_Given entries_
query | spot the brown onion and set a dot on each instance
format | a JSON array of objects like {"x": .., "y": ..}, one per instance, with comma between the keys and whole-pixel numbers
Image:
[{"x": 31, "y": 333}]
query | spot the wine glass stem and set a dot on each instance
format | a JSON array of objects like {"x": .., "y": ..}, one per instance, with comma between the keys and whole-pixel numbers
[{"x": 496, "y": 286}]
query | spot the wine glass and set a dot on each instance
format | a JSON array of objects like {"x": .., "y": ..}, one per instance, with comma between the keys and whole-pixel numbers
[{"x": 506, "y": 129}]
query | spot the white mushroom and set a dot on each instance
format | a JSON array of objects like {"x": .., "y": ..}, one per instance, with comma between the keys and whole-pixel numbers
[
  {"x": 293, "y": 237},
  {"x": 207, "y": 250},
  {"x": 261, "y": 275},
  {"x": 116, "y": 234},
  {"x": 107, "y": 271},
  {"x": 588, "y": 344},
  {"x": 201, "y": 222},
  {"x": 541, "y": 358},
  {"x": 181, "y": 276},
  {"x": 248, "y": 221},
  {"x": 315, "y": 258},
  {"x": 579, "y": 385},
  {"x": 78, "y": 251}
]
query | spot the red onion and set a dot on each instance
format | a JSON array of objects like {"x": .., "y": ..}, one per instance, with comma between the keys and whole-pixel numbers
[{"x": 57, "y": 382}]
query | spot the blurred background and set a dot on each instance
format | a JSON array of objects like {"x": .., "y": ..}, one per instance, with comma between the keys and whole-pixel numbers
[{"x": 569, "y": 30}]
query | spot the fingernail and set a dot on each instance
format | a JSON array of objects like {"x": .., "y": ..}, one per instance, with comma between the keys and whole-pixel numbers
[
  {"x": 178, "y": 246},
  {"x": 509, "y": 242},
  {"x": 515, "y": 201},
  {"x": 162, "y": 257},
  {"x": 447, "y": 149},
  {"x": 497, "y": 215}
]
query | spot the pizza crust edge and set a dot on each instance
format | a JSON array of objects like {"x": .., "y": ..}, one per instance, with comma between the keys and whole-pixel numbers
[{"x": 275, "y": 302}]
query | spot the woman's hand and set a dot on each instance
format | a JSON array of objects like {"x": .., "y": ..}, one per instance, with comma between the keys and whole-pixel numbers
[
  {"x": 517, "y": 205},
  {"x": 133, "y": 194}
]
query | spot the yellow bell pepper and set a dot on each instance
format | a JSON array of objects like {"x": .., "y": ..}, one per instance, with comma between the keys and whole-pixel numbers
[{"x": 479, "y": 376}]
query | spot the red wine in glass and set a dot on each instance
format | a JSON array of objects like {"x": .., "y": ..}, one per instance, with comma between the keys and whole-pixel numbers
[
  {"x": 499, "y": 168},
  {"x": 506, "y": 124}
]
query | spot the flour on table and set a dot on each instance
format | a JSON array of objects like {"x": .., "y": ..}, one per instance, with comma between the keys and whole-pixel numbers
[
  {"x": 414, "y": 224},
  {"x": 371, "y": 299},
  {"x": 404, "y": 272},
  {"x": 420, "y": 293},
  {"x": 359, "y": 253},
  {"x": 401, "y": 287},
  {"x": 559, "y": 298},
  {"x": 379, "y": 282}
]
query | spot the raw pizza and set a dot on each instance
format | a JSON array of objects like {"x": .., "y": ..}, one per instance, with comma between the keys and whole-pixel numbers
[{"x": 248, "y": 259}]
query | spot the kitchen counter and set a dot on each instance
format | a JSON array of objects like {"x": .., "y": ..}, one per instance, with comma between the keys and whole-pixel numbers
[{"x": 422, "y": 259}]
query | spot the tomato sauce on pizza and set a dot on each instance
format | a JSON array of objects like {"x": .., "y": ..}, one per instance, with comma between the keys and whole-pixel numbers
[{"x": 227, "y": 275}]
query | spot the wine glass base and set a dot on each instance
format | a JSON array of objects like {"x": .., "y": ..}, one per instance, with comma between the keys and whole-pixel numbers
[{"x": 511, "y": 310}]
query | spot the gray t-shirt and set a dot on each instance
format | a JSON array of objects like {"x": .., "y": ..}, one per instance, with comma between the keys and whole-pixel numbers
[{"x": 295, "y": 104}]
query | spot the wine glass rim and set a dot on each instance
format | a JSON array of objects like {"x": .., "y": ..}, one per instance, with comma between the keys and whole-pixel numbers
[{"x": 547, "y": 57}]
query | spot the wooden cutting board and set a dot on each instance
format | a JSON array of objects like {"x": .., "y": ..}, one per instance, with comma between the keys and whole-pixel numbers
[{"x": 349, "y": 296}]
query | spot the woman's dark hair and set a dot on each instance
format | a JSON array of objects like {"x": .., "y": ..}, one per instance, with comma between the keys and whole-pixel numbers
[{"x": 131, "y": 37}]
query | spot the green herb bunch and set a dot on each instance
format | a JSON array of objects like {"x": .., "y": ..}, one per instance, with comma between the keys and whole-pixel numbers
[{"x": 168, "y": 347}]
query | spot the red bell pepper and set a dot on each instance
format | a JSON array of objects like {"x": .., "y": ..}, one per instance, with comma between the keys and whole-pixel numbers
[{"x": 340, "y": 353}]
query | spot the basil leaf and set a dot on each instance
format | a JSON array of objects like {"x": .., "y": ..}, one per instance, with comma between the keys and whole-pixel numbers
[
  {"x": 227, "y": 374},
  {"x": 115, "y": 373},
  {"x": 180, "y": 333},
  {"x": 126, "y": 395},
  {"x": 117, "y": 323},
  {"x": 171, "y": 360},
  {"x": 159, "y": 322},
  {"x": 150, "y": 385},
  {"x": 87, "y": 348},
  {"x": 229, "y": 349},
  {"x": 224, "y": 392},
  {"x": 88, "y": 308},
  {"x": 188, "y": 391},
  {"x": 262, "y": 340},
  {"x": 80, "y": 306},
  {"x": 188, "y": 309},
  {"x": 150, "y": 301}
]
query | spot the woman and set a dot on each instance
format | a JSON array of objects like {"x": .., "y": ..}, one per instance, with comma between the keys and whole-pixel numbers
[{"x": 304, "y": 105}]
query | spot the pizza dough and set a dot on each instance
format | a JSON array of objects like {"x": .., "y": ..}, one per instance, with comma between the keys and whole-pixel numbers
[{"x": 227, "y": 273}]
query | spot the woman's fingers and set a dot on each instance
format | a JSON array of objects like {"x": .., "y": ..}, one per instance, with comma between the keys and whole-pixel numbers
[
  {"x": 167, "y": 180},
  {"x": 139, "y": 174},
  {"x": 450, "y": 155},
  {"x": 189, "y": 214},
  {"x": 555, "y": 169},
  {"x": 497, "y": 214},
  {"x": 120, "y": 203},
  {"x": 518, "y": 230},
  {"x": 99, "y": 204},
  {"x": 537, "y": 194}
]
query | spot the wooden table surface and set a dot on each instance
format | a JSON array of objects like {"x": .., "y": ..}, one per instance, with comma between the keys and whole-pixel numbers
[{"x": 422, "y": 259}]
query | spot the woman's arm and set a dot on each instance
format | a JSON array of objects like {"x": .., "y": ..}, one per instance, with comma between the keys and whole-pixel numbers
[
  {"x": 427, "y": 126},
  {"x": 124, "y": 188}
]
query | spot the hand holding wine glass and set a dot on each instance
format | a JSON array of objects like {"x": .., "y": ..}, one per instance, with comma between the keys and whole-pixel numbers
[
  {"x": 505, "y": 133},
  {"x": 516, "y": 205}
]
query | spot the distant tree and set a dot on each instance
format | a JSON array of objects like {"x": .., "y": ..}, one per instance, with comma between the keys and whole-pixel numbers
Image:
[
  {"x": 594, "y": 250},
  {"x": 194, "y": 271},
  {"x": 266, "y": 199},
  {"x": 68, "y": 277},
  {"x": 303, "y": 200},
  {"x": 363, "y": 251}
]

_Problem to solve_
Of all the entries above, retype exactly the lines from the line with "query | spot the pizza dough" to the line with "query | spot the woman's fingers", both included, and no others.

_Answer area_
query | spot the pizza dough and set a dot on each instance
format | a JSON array of objects like {"x": .., "y": ..}, one per instance, with comma between the keys and whole-pixel numbers
[{"x": 227, "y": 273}]
query | spot the woman's fingers and set a dot on each instance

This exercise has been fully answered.